Work instructions :: All lines from the one containing "Query: man in dark suit" through the final line of the listing below are to be retyped exactly; nothing else goes in the result.

== Segment start ==

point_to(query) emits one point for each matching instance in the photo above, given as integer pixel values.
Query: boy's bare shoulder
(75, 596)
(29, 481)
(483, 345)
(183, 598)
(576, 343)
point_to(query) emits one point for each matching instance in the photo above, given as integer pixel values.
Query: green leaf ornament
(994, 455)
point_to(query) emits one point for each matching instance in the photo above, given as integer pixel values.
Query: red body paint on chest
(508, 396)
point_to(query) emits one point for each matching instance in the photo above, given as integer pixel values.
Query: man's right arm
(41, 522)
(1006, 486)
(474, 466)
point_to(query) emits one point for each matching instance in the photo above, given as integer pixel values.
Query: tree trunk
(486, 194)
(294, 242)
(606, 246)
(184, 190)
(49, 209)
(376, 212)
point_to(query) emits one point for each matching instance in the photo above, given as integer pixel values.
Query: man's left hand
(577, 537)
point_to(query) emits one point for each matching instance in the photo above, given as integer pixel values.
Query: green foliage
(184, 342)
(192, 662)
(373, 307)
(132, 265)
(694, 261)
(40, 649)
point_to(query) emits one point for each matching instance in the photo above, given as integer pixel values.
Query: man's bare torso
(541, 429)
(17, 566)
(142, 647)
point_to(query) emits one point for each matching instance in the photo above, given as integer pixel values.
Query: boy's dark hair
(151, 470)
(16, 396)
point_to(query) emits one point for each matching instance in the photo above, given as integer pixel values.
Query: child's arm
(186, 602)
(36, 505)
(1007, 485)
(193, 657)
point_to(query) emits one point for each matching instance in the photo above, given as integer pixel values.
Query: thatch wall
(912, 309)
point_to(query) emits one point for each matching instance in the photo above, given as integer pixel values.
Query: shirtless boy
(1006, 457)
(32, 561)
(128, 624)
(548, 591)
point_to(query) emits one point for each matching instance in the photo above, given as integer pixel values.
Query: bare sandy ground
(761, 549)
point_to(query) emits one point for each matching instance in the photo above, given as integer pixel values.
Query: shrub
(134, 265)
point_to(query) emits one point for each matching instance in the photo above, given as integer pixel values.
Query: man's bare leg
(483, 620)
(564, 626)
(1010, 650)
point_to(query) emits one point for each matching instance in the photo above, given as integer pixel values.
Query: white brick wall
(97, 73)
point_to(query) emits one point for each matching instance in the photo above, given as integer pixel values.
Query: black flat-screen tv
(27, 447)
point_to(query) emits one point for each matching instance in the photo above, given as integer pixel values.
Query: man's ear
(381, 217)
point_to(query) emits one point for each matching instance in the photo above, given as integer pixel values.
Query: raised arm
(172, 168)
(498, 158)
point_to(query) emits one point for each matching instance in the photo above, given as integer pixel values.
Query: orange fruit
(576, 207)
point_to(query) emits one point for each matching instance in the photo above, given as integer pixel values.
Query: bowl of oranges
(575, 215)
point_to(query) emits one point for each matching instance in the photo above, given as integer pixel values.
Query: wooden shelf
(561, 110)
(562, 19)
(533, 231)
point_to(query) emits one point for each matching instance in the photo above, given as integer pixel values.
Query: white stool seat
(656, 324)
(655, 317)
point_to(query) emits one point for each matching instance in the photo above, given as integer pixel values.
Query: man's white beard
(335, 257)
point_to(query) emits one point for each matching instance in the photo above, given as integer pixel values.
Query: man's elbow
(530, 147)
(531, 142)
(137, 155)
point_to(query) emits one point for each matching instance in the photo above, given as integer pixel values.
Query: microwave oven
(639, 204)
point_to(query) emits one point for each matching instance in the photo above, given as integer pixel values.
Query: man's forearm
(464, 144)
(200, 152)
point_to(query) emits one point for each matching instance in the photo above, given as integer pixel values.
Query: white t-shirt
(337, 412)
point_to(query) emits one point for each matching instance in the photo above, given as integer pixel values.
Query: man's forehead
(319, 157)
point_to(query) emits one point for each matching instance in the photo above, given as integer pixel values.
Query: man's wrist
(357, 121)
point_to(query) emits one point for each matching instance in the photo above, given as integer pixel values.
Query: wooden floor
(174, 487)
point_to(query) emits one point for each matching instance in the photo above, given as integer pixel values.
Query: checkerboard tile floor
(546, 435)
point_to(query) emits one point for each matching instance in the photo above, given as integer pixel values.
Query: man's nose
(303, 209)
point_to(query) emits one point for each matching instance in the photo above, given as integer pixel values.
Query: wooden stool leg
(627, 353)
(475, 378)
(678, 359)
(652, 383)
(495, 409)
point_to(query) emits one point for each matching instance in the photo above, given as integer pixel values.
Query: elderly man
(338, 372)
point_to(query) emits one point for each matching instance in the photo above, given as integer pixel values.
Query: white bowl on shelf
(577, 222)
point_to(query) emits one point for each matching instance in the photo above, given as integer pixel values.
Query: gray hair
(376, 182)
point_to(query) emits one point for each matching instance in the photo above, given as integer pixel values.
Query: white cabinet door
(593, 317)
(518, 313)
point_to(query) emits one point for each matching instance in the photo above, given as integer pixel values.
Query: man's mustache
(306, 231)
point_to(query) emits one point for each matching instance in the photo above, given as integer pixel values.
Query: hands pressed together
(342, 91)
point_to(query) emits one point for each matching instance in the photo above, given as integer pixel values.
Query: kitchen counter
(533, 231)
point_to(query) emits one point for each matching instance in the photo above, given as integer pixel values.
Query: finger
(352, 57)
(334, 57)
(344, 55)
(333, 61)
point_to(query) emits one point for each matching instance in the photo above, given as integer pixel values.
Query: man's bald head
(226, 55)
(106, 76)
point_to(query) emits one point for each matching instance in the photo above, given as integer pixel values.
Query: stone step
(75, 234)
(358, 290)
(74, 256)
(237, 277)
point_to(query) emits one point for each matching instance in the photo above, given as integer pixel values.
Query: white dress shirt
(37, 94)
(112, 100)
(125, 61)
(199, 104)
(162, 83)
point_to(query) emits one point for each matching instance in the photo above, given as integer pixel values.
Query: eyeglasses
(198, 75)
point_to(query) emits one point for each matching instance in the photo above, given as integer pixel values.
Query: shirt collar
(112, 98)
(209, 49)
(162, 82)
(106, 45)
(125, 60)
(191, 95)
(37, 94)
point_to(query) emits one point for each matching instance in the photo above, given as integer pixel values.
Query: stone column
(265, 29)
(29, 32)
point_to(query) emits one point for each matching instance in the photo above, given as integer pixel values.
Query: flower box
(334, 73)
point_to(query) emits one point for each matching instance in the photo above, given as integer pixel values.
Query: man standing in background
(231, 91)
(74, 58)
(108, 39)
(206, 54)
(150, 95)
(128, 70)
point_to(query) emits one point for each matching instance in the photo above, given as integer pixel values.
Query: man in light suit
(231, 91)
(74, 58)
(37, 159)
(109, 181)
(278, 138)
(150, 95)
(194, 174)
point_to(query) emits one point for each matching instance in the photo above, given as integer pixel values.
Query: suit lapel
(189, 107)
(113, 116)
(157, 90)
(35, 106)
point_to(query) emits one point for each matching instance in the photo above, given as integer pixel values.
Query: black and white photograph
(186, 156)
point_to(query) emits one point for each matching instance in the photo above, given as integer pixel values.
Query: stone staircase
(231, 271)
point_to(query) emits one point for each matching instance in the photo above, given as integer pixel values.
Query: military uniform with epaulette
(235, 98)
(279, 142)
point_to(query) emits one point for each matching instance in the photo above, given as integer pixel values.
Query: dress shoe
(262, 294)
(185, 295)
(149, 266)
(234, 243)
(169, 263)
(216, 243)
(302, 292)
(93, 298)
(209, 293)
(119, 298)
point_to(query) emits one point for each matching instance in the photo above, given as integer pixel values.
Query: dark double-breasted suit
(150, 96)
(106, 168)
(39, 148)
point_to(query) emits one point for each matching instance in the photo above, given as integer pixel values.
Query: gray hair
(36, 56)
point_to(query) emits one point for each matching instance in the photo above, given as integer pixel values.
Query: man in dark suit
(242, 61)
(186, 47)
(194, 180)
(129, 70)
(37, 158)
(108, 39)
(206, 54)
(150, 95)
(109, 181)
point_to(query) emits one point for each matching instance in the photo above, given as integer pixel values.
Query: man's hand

== Segment end ==

Result of the task ::
Query: man in dark suit
(242, 61)
(186, 47)
(194, 180)
(129, 70)
(37, 158)
(108, 39)
(206, 54)
(150, 95)
(109, 181)
point_to(query) emits one point for each matching instance in the photo above, given as integer pixel values.
Query: man's hand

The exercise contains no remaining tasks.